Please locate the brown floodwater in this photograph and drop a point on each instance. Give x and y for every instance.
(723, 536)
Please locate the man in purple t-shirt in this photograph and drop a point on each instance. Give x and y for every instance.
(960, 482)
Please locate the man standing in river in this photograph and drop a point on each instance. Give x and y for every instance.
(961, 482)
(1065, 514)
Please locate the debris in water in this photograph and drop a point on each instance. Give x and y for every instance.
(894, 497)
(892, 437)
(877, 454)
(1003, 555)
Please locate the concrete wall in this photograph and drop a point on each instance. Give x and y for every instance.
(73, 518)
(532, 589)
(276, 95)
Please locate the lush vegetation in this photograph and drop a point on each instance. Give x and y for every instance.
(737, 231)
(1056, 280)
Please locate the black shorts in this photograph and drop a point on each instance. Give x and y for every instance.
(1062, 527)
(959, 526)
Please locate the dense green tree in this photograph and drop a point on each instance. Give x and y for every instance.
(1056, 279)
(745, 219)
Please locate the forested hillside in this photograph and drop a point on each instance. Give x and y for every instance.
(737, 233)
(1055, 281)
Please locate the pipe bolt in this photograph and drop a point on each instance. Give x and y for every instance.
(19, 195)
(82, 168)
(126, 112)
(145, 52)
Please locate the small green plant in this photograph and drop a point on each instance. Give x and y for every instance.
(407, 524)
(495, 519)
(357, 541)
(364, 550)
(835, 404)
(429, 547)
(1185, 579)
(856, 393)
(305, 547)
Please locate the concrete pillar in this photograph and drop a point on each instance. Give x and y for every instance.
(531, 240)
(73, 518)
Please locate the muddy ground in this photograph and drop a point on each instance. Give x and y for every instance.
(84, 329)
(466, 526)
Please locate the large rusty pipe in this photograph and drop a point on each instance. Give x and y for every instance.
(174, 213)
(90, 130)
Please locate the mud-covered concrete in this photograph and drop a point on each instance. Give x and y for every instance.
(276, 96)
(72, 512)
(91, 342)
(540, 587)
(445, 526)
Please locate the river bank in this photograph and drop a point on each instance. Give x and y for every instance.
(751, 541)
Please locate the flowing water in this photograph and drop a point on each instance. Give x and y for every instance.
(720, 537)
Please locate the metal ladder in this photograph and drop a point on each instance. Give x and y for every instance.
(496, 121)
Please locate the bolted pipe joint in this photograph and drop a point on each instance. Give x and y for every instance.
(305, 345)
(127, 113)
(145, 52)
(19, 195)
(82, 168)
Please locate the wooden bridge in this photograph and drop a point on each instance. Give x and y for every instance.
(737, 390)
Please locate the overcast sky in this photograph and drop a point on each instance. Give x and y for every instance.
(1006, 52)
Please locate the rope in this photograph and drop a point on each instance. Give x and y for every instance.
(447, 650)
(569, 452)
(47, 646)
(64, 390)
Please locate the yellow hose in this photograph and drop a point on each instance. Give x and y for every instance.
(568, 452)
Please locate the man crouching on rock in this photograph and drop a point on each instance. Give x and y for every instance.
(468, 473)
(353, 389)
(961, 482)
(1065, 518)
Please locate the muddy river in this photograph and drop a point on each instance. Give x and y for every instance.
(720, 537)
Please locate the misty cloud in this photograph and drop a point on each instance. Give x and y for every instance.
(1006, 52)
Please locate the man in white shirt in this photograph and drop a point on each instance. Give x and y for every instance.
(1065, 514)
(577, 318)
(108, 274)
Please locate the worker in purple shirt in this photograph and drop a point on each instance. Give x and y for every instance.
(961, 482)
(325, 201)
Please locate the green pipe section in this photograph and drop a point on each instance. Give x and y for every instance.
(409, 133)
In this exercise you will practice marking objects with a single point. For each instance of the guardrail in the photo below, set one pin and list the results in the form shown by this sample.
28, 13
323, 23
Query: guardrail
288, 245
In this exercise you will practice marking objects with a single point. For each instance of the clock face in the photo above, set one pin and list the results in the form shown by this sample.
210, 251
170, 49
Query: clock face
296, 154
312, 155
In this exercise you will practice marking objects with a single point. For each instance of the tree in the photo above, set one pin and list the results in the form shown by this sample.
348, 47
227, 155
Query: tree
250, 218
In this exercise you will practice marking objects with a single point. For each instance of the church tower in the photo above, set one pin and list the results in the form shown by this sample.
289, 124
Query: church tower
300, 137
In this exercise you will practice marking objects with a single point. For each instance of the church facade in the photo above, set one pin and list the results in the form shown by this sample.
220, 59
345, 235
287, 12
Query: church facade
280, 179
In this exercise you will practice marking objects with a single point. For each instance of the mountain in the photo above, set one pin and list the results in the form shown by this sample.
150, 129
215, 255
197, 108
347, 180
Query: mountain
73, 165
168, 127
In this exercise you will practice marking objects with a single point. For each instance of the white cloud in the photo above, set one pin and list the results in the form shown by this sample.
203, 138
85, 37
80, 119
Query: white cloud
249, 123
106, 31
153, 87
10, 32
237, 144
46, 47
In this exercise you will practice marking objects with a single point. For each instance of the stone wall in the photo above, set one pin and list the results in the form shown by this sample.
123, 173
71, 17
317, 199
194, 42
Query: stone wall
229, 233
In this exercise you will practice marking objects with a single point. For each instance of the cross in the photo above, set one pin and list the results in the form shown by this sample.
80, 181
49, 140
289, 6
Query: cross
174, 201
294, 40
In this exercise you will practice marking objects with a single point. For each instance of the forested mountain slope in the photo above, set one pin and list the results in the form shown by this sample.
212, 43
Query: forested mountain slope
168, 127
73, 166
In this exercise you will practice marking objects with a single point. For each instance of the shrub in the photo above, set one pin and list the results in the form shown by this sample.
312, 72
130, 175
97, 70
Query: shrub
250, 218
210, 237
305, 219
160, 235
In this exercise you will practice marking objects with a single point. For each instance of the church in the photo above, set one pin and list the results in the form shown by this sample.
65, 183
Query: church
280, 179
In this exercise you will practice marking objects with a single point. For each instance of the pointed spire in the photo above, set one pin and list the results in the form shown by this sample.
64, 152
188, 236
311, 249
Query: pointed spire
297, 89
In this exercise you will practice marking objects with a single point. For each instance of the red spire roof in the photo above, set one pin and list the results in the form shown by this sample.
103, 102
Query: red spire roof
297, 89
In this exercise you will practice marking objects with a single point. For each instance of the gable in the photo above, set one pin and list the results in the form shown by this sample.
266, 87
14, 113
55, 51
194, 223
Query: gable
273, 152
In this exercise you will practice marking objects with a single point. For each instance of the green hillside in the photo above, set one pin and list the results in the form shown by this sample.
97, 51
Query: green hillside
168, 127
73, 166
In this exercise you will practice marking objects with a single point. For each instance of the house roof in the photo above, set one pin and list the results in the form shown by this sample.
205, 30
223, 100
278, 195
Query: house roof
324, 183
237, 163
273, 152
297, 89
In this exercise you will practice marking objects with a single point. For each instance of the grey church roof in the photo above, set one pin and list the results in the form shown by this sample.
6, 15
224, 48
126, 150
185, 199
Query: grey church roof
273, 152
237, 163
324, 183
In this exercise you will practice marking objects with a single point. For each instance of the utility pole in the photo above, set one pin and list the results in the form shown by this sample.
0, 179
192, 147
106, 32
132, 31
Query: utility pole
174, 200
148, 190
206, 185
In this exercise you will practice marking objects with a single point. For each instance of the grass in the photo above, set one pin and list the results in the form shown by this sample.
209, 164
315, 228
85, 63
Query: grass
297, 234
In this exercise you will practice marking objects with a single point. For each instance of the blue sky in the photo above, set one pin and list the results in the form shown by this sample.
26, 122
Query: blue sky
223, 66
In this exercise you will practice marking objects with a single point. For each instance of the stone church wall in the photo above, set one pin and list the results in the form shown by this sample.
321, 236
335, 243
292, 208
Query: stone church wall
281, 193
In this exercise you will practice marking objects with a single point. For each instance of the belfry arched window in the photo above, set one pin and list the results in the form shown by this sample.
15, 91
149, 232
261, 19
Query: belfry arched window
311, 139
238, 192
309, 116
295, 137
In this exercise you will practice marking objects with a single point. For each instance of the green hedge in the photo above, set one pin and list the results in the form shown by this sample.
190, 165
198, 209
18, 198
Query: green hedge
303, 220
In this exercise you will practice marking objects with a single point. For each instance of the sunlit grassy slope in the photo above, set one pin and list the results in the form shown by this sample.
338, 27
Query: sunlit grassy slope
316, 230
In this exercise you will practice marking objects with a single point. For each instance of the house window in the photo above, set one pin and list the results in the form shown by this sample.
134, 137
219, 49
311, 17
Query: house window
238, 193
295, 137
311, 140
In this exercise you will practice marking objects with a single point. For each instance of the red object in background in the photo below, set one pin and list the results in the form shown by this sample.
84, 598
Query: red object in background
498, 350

|---|

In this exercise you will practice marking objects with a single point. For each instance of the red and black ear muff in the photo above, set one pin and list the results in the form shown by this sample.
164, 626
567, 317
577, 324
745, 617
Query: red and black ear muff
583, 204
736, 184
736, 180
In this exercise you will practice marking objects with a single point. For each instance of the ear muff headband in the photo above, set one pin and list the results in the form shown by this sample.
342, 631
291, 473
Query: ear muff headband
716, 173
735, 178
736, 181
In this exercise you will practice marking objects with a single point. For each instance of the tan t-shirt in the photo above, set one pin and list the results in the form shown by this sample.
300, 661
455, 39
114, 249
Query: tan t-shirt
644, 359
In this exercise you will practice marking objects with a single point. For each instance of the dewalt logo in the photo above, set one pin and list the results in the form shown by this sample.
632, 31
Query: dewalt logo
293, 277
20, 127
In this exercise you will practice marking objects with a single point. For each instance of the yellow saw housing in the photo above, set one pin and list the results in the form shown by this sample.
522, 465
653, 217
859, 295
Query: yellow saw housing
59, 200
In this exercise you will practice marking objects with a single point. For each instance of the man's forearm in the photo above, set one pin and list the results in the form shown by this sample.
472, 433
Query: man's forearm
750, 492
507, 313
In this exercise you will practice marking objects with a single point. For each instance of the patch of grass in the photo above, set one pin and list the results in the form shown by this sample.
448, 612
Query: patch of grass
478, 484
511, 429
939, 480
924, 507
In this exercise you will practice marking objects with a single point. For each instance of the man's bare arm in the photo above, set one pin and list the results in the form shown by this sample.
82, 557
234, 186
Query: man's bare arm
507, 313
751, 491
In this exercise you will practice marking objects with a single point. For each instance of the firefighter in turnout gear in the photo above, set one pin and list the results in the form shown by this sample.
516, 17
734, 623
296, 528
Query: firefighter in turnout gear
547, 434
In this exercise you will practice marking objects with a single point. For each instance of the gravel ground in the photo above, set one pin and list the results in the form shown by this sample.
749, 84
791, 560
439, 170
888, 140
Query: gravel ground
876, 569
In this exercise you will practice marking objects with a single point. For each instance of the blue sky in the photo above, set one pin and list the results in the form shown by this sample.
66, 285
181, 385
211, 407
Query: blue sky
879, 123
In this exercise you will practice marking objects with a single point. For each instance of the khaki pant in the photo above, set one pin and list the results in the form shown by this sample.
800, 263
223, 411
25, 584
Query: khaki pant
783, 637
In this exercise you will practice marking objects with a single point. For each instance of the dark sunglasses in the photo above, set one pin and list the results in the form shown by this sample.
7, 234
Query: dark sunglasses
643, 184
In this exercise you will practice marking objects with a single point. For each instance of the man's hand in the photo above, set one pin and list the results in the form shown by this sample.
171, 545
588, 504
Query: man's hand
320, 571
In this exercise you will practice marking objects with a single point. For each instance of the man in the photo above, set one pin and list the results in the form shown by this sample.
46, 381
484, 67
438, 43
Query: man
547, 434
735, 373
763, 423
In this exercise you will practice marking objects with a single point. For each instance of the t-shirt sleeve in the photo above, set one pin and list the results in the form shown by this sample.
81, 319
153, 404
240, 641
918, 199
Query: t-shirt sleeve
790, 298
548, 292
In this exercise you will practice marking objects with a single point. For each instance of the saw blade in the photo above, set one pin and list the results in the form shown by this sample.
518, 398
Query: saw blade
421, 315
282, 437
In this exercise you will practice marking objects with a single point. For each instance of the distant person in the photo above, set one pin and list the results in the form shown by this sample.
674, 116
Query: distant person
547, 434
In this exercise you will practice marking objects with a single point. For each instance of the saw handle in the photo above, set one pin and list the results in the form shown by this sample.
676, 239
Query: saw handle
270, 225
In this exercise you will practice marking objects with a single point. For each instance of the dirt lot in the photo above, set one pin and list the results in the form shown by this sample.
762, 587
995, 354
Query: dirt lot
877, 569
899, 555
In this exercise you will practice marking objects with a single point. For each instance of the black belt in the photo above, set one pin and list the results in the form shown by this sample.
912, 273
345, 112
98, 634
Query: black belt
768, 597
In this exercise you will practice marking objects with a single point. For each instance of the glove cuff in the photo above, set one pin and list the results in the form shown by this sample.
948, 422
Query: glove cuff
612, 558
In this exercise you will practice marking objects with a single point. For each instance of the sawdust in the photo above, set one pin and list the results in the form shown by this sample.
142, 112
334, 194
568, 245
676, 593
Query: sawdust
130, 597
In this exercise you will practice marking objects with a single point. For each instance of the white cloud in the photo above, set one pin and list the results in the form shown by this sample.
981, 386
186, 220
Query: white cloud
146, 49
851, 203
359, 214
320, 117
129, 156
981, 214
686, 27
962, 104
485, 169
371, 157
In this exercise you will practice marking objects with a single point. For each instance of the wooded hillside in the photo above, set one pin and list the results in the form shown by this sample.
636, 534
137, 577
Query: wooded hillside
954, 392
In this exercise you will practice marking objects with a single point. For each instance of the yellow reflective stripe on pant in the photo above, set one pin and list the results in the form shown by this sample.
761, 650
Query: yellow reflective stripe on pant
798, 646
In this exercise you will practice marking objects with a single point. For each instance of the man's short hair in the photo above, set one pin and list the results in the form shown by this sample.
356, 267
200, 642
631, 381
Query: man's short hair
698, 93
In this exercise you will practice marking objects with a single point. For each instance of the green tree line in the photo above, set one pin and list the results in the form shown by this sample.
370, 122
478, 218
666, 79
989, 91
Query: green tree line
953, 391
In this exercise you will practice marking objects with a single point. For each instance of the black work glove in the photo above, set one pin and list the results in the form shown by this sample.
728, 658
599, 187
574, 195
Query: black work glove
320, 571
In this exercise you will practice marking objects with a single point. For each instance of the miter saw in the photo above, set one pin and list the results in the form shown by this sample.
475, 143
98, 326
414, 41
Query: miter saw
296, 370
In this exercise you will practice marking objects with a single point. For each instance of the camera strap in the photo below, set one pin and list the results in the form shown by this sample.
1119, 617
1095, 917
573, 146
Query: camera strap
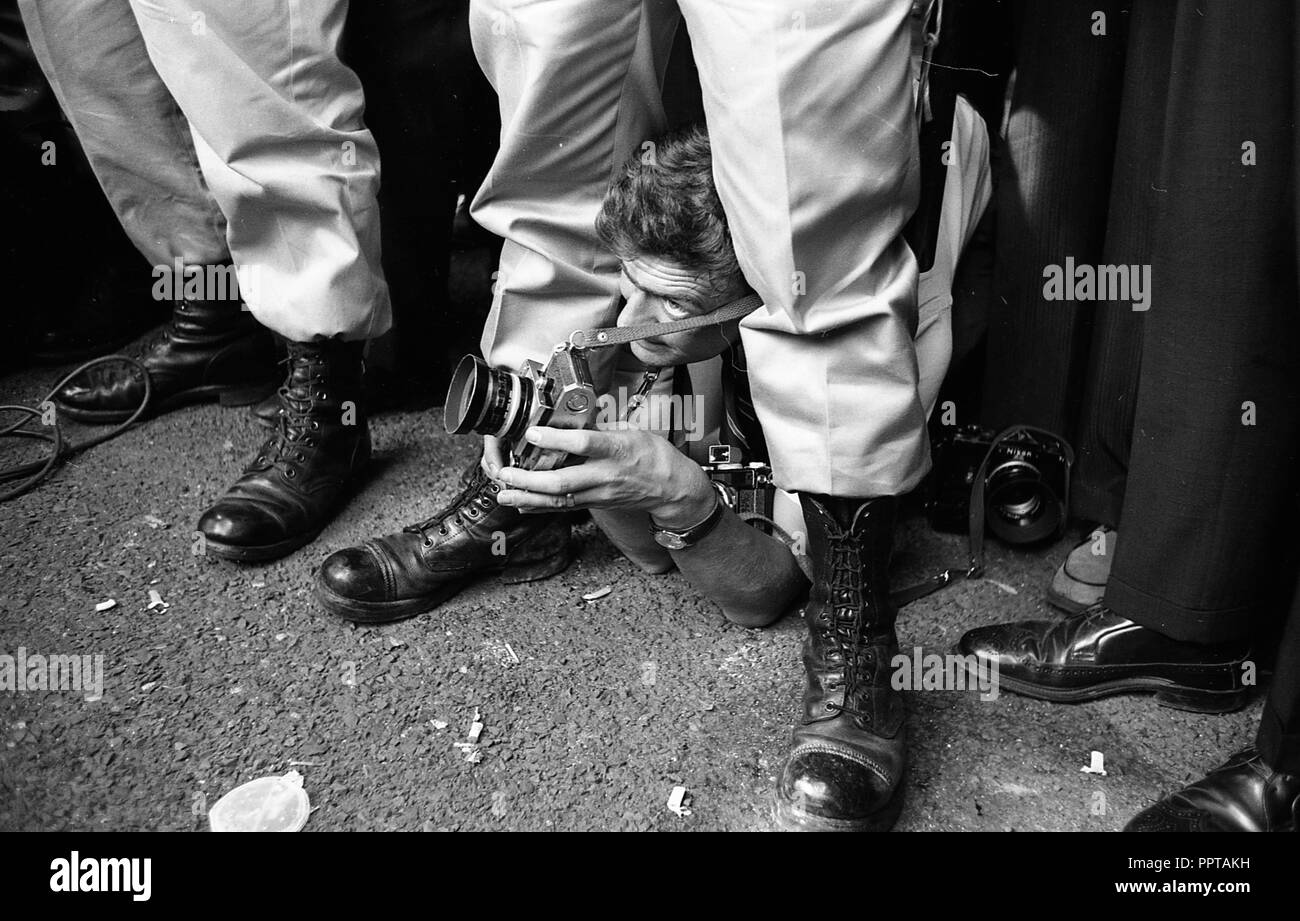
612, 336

|---|

§ What to do
From the items above, pull out every line that contains the word "turnout".

§ Final result
In this exercise you will practice marking objects with a single point. For each instance of the firefighter in turnout gear in the photo above, set one pin and list the results in the form shown by this sample.
Query: firefighter in turnout gear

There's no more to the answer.